Exercise inputs
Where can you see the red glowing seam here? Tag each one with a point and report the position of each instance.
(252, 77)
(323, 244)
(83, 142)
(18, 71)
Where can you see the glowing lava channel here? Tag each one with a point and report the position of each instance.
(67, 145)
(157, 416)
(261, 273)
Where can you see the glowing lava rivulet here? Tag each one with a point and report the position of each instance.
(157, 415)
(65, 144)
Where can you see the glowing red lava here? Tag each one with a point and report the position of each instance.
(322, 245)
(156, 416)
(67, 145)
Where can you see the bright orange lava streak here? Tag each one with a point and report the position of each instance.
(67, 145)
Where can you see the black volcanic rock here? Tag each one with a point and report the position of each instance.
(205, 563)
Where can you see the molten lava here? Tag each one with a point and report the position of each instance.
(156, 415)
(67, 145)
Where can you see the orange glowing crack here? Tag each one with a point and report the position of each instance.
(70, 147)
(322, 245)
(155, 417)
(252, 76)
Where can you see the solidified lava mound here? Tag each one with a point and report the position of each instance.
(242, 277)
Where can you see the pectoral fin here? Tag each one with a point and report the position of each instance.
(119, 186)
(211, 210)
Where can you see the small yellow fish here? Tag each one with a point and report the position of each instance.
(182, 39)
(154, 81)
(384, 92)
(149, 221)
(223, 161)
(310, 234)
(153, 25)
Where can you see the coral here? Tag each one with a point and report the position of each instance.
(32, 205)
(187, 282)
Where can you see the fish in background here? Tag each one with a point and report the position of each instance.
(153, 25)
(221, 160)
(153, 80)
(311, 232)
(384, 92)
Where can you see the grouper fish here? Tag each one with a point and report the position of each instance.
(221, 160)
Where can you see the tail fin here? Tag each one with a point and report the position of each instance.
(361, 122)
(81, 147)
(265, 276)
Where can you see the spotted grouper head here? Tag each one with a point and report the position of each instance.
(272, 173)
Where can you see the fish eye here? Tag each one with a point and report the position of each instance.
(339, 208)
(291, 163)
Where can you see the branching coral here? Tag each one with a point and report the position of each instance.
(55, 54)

Goal
Set down all of the records shown above once more, exactly.

Answer to the task
Where can you see the red glowing seam here? Tag each one with a point and report the position of each instance.
(252, 77)
(323, 244)
(83, 142)
(18, 71)
Where can you see the glowing lava channel here? Tag each one with a point and report the position of each instance.
(67, 145)
(157, 416)
(261, 273)
Where can you see the glowing lava rivulet here? Tag each one with a point and report the position of each instance.
(157, 415)
(65, 144)
Where can you see the glowing red lava here? Tag each one with a point and report the position of each instance.
(322, 245)
(156, 416)
(67, 145)
Where can you see the bright orange lava streak here? Tag each one with a point and report the position of each instance.
(67, 145)
Where can you see the black volcanic rock here? Tag each one with a point and report the position of each instance.
(205, 563)
Where can you see the molten lava here? Tag each one with a point and report the position of each instance.
(156, 415)
(67, 145)
Where can you see the orange glowing crack here? Tag each one with a point and report the position of each instance.
(70, 147)
(322, 245)
(155, 417)
(252, 76)
Where can you see the solidified lava mound here? Tag each one with a point and report the position of each instance.
(242, 277)
Where can you see the pectoral fin here? Tag each one with a point and report the position of each instance.
(119, 186)
(211, 210)
Where can you see the small yellow fish here? Tag each one with a point and report the position of each instance.
(182, 39)
(154, 81)
(384, 92)
(149, 221)
(223, 161)
(310, 234)
(153, 25)
Where can you see the coral here? Tag each one with a point and report the position of each instance.
(32, 205)
(187, 282)
Where can you see the fish in background here? Tag each one with a point and report the position of each instance.
(153, 25)
(221, 160)
(153, 80)
(311, 232)
(384, 92)
Where can you see the grouper fish here? Tag each one with a point and report the position of each instance.
(221, 160)
Where can you see the tail fin here? Tag each one with a point and report the position of each instance.
(361, 122)
(81, 147)
(265, 276)
Where can you see the spotted grouper head here? Tag each one with a point and report the position of each instance.
(272, 173)
Where can you see the fish eye here? Tag each one with a point and report the position of each instance.
(339, 208)
(291, 163)
Where can you see the branching coral here? Tag each one with a point and report the position of each instance.
(55, 54)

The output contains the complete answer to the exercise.